Source material below:

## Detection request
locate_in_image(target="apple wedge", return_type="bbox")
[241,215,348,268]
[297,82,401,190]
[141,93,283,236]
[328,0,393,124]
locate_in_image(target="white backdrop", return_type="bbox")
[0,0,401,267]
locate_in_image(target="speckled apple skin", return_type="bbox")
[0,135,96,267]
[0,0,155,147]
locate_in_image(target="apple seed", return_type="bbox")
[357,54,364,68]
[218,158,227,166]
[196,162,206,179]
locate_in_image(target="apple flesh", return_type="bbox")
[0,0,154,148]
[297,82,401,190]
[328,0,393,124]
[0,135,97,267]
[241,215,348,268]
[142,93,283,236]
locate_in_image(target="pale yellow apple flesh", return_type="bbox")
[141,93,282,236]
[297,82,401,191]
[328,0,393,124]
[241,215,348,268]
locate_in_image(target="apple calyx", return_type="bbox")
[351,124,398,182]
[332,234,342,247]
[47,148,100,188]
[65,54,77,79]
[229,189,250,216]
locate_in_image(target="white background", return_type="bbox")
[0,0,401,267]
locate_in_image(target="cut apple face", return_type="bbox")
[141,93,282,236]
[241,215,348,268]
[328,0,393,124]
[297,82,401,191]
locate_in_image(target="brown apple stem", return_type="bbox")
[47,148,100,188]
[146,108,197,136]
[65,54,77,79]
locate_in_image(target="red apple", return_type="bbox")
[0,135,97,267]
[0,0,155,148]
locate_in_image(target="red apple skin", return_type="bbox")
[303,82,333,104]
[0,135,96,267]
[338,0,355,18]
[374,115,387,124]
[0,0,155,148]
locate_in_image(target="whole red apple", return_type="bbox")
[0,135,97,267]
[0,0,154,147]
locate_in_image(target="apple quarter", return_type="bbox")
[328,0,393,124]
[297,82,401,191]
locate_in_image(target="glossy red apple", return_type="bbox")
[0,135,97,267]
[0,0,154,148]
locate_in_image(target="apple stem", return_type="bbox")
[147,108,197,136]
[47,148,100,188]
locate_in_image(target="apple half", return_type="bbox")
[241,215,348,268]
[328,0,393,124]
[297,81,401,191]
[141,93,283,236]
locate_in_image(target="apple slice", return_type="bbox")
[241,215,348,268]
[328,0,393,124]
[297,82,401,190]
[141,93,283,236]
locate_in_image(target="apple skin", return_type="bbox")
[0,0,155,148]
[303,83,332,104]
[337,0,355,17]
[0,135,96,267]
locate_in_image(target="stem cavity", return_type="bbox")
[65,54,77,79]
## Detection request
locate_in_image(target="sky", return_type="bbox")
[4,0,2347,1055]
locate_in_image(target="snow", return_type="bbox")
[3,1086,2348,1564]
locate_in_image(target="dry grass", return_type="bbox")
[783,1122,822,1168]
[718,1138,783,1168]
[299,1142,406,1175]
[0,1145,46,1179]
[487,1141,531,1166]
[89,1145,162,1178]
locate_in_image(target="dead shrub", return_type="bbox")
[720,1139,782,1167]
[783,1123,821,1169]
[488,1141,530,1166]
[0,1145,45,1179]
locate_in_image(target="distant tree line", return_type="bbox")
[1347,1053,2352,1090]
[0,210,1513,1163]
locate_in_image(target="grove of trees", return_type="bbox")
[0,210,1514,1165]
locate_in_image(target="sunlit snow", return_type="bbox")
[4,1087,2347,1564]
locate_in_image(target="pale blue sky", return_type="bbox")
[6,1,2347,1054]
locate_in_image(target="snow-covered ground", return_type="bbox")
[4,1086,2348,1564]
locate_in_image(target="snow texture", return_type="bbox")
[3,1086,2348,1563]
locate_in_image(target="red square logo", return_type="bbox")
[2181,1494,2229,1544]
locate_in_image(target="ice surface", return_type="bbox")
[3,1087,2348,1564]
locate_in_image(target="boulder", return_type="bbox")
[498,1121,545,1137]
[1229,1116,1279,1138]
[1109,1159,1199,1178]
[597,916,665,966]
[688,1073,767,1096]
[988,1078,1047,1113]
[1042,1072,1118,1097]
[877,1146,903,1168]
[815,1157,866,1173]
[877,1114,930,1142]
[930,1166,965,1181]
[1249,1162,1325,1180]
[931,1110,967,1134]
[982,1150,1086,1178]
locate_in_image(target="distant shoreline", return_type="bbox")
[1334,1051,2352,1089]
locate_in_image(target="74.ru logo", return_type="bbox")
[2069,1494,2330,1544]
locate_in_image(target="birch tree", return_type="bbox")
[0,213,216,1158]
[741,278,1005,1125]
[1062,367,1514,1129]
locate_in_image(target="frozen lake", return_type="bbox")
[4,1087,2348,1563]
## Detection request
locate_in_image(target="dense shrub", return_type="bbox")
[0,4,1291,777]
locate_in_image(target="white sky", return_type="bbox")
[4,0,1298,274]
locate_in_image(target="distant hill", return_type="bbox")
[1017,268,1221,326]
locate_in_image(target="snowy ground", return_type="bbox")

End of Source material.

Copy all of the data. Keep every word exactly as it is.

## Detection request
locate_in_image(target="apple wedge", return_type="bbox")
[241,215,348,268]
[297,82,401,190]
[141,93,283,236]
[328,0,393,124]
locate_in_image(target="white backdrop", return_type="bbox")
[0,0,401,267]
locate_in_image(target="speckled apple skin", return_type="bbox")
[0,135,96,267]
[0,0,155,147]
locate_in_image(target="apple seed", return_type="bbox")
[357,54,364,68]
[218,158,227,166]
[196,162,206,179]
locate_in_image(target="apple flesh", return_type="bbox")
[0,0,154,148]
[297,82,401,190]
[328,0,393,124]
[0,135,97,267]
[241,215,348,268]
[142,93,283,236]
locate_in_image(target="pale yellow apple flesh", return_type="bbox")
[141,93,282,236]
[297,82,401,191]
[328,0,393,124]
[241,215,348,268]
locate_in_image(target="apple calyx", return_type="bbox")
[351,124,398,182]
[332,234,342,247]
[47,148,100,188]
[65,54,77,79]
[229,189,250,216]
locate_in_image(target="white background", return_type="bbox")
[0,0,401,267]
locate_in_image(target="cut apple face", return_type="bbox")
[141,93,282,236]
[241,215,348,268]
[328,0,393,124]
[297,82,401,191]
locate_in_image(target="brown apple stem", return_type="bbox")
[47,148,100,188]
[146,108,197,136]
[65,54,77,79]
locate_in_image(target="red apple", return_type="bbox")
[0,135,97,267]
[0,0,155,148]
locate_in_image(target="red apple skin", return_type="bbox")
[303,82,333,104]
[0,135,96,267]
[338,0,355,18]
[374,115,387,124]
[0,0,155,148]
locate_in_image(target="whole red apple", return_type="bbox")
[0,135,97,267]
[0,0,154,147]
locate_in_image(target="apple quarter", return_type="bbox")
[328,0,393,124]
[297,82,401,191]
locate_in_image(target="glossy red apple", return_type="bbox")
[0,135,97,267]
[0,0,154,148]
locate_in_image(target="apple stem", return_type="bbox")
[147,108,197,136]
[47,148,100,188]
locate_in_image(target="apple half", return_type="bbox")
[241,215,348,268]
[328,0,393,124]
[297,81,401,191]
[141,93,283,236]
locate_in_image(target="apple slice", return_type="bbox")
[241,215,348,268]
[328,0,393,124]
[297,82,401,190]
[141,93,283,236]
locate_in_image(target="apple skin", return_type="bbox")
[0,0,155,148]
[303,83,332,104]
[337,0,355,17]
[0,135,96,267]
locate_in_image(target="stem cavity", return_type="bbox")
[65,54,77,79]
## Detection request
locate_in_image(target="sky", return_type="bbox")
[4,0,2347,1055]
locate_in_image(target="snow", return_type="bbox")
[3,1086,2348,1564]
locate_in_image(target="dry grass", return_type="bbox")
[783,1122,822,1168]
[718,1138,783,1168]
[299,1142,406,1175]
[0,1145,46,1179]
[487,1141,531,1166]
[89,1145,162,1178]
locate_in_image(target="dead shrub", return_type="bbox")
[720,1139,782,1167]
[783,1123,821,1169]
[488,1141,530,1166]
[0,1145,45,1179]
locate_in_image(target="distant tree line", return_type="bbox")
[1347,1053,2352,1090]
[0,210,1513,1163]
locate_in_image(target="grove of trees", return_type="bbox")
[0,210,1514,1165]
locate_in_image(target="sunlit snow", return_type="bbox")
[4,1087,2347,1564]
locate_in_image(target="pale blue sky", return_type="bbox")
[6,1,2347,1054]
locate_in_image(target="snow-covered ground", return_type="bbox")
[4,1086,2348,1564]
locate_in_image(target="snow texture", return_type="bbox")
[3,1086,2348,1563]
locate_in_image(target="red square logo", return_type="bbox")
[2181,1494,2229,1544]
locate_in_image(target="ice surface", return_type="bbox")
[3,1087,2348,1564]
locate_in_image(target="boulder", return_type="bbox")
[498,1121,545,1137]
[1229,1116,1279,1138]
[1109,1159,1199,1178]
[597,916,665,966]
[688,1073,767,1096]
[988,1078,1047,1113]
[1042,1072,1118,1097]
[877,1146,903,1168]
[815,1157,866,1173]
[877,1114,930,1142]
[930,1166,965,1181]
[1249,1162,1325,1180]
[931,1110,967,1134]
[982,1150,1086,1178]
locate_in_image(target="distant shoreline", return_type="bbox")
[1334,1051,2352,1089]
locate_in_image(target="74.ru logo", return_type="bbox")
[2069,1494,2330,1544]
locate_in_image(target="birch tree", return_type="bbox")
[0,213,216,1158]
[741,278,1005,1125]
[1062,367,1514,1129]
locate_in_image(target="frozen lake", return_type="bbox")
[4,1087,2348,1563]
## Detection request
locate_in_image(target="dense shrub", return_type="bbox")
[0,4,1291,777]
locate_in_image(target="white sky", return_type="bbox")
[4,0,1298,274]
locate_in_image(target="distant hill", return_type="bbox")
[1017,268,1221,326]
locate_in_image(target="snowy ground", return_type="bbox")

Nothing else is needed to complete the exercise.